PROBLEM REQUIREMENTS
Word for word, repeat everything in the records below except the pictures.

----- PROVIDED RECORDS

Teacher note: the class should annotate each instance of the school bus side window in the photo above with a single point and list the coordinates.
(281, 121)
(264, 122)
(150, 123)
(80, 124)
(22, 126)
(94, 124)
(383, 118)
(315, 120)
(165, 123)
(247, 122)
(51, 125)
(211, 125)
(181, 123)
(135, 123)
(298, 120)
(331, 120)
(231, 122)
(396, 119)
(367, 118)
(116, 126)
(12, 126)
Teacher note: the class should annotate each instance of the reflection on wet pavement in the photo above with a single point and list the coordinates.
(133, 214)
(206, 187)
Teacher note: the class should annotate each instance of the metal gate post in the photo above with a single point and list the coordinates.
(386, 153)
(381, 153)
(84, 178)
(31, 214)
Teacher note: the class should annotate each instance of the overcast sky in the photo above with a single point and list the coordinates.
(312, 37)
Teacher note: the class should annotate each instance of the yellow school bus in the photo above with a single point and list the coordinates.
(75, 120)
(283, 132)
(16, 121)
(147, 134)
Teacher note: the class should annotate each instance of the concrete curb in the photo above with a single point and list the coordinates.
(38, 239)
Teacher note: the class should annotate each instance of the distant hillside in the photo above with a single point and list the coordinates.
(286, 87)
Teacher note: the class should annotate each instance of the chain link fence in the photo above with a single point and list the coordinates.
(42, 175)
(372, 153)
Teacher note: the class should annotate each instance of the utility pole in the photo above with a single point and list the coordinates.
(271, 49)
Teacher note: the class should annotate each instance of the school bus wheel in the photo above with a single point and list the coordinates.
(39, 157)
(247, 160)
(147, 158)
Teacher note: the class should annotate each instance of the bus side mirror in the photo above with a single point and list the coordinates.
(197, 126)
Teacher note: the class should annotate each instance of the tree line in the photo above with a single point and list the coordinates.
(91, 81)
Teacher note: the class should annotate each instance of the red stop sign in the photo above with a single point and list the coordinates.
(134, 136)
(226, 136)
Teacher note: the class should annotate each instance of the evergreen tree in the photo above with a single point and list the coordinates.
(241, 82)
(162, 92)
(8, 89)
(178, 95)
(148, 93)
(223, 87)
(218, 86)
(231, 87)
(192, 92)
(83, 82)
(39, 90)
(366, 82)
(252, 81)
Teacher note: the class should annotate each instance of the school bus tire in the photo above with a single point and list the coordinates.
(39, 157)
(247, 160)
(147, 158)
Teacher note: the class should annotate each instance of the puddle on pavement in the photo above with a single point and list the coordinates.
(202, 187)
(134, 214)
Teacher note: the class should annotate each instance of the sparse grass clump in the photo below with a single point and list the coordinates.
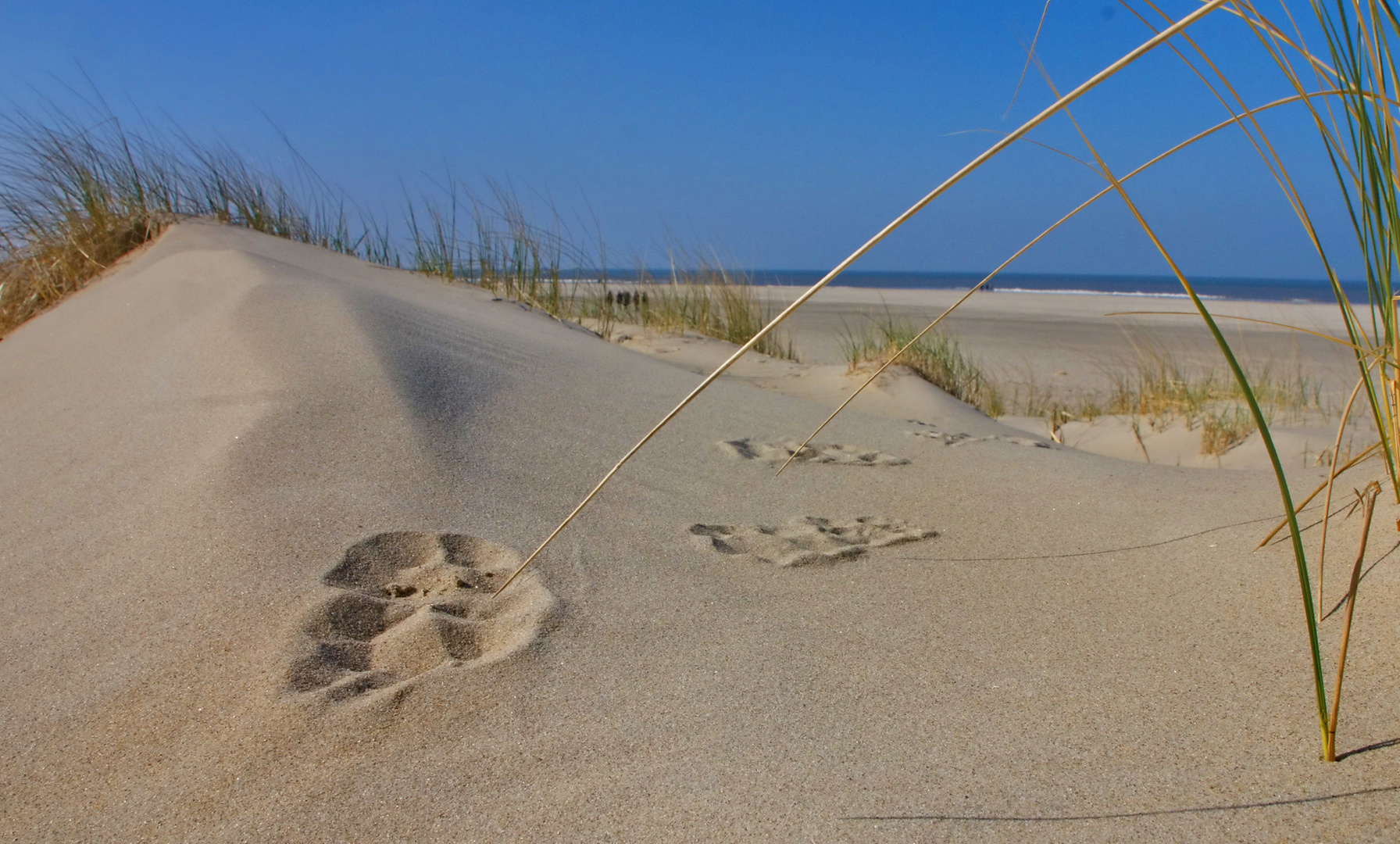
(511, 255)
(74, 196)
(1161, 389)
(935, 357)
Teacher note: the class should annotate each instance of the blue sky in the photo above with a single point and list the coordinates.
(780, 134)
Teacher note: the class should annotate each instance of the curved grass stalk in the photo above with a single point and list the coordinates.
(1326, 506)
(1366, 499)
(1354, 87)
(1366, 455)
(1041, 237)
(1299, 557)
(968, 168)
(1283, 325)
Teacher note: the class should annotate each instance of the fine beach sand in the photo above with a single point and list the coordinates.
(255, 497)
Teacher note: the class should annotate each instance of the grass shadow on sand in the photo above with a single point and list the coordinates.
(1151, 812)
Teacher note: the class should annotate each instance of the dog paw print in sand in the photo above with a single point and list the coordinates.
(409, 603)
(928, 431)
(808, 539)
(815, 452)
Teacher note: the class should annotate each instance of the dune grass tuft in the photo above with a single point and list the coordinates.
(935, 357)
(77, 194)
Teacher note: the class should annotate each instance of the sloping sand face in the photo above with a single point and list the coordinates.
(237, 452)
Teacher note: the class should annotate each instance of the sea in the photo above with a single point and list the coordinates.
(1266, 290)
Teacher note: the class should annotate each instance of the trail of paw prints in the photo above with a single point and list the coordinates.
(814, 452)
(928, 431)
(408, 603)
(807, 539)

----------

WORKED SOLUTION
Teacher note: the class should annotate each instance of the school bus side window in the photo above with a single point and list the coordinates.
(281, 121)
(264, 122)
(150, 123)
(80, 124)
(22, 126)
(94, 124)
(383, 118)
(315, 120)
(165, 123)
(247, 122)
(51, 125)
(211, 125)
(181, 123)
(135, 123)
(298, 120)
(331, 120)
(231, 122)
(396, 119)
(367, 118)
(116, 126)
(12, 126)
Teacher note: the class should annotate each instance of the reflection on wet pavement in the photo above with a single point and list the coordinates.
(133, 214)
(206, 187)
Teacher note: the class should annotate each instance of the metal gate post in the photo above with a single point and list the coordinates.
(386, 153)
(381, 153)
(84, 178)
(31, 214)
Teacher note: the class should annotate each instance of the overcast sky in the photo above with a single point and list the coordinates.
(312, 37)
Teacher note: the class should annotate each instance of the yellow school bus in the photo above with a single point and list the coordinates.
(75, 120)
(283, 132)
(16, 121)
(147, 134)
Teacher note: the class should annotate each instance of the concrete curb in the photo above with a single point and list the coordinates.
(38, 239)
Teacher note: the class should annotate each instance of the distant hillside in the photo above with a single point and list the coordinates.
(286, 87)
Teacher note: the class should annotate each instance of the chain link fence in the photo above with a single point and list the coordinates.
(42, 175)
(372, 153)
Teacher note: the class should annotate each instance of the utility pole in the photo above with a single point and list the coordinates.
(271, 49)
Teacher note: the class should annotate each instance of the school bus wheel in the photo above with a single point and list the coordinates.
(39, 157)
(247, 160)
(147, 158)
Teacher note: the class should annotate each instance of the bus side mirror in the photo above with a single point and list the coordinates.
(197, 126)
Teacher note: the class should annotate each instance of the tree line in the photo above with a single point and list the coordinates.
(91, 81)
Teacher note: the class should annotate each instance of the red stop sign in the photo above with a single point and list the coordinates.
(134, 136)
(226, 136)
Teacher note: the class should annotate each instance of the evergreen tree in the photo above with a single point and list the coordinates.
(241, 82)
(162, 92)
(8, 89)
(178, 95)
(148, 93)
(223, 87)
(218, 86)
(231, 87)
(192, 92)
(83, 82)
(39, 90)
(366, 82)
(252, 81)
Teacher note: the class should annotate each instance of the school bus tire in the photo above with a single point and list the coordinates.
(39, 157)
(247, 160)
(147, 158)
Teacher note: the class should annotate each instance of the puddle on pavement in the photo above with a single point and list the coordinates.
(202, 187)
(134, 214)
Teacher note: the class should annotate each instance of the sparse grass clump in the photo below with a single point and list the coordinates.
(511, 255)
(74, 196)
(1161, 389)
(935, 357)
Teacher note: the class should annotate each instance of the blue sky in the photo above with a single point and list the coordinates.
(780, 134)
Teacher note: the class should annotate each instance of the curved grass stalk in the photo above with a single point and list the coordinates.
(1326, 506)
(1366, 499)
(1354, 87)
(1366, 455)
(1041, 237)
(1299, 557)
(968, 168)
(1283, 325)
Teacher note: the class should annotate each instance of the fine beach sand in the photo above with a single point and list the coordinates.
(255, 497)
Teacher note: the class should annotate each instance of the grass shadow on sand in the photo above with a single point and list the coordinates.
(1151, 812)
Teacher note: the class should annotate each instance of the dog paw print in sand in the photo above with a single point and list the coordinates.
(409, 603)
(928, 431)
(808, 539)
(815, 452)
Teacher note: the class should annotate each instance of the dune grass tuft in the photo above with a single point and list the coordinates.
(935, 357)
(77, 194)
Teacher note: the class should annotate each instance of the sloping sand face in the photo above with a single point and list the coordinates.
(237, 452)
Teacher note: the class should annotate each instance of the sea in the photo above with a single point and list the coordinates.
(1266, 290)
Teacher note: the class should annotate each instance of the trail of paw prints in the photo above with a single point and list the coordinates.
(814, 452)
(928, 431)
(408, 603)
(807, 539)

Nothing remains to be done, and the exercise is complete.